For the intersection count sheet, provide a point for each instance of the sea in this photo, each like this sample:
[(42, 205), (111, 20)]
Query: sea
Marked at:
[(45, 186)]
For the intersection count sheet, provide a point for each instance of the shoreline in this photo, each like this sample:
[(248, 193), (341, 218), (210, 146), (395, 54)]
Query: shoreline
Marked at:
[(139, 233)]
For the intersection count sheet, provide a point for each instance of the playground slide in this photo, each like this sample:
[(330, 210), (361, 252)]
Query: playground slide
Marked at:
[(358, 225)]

········

Aim of the exercise:
Within the entries above, report how many lines include "instance", and keep the answer to the number.

Solution:
3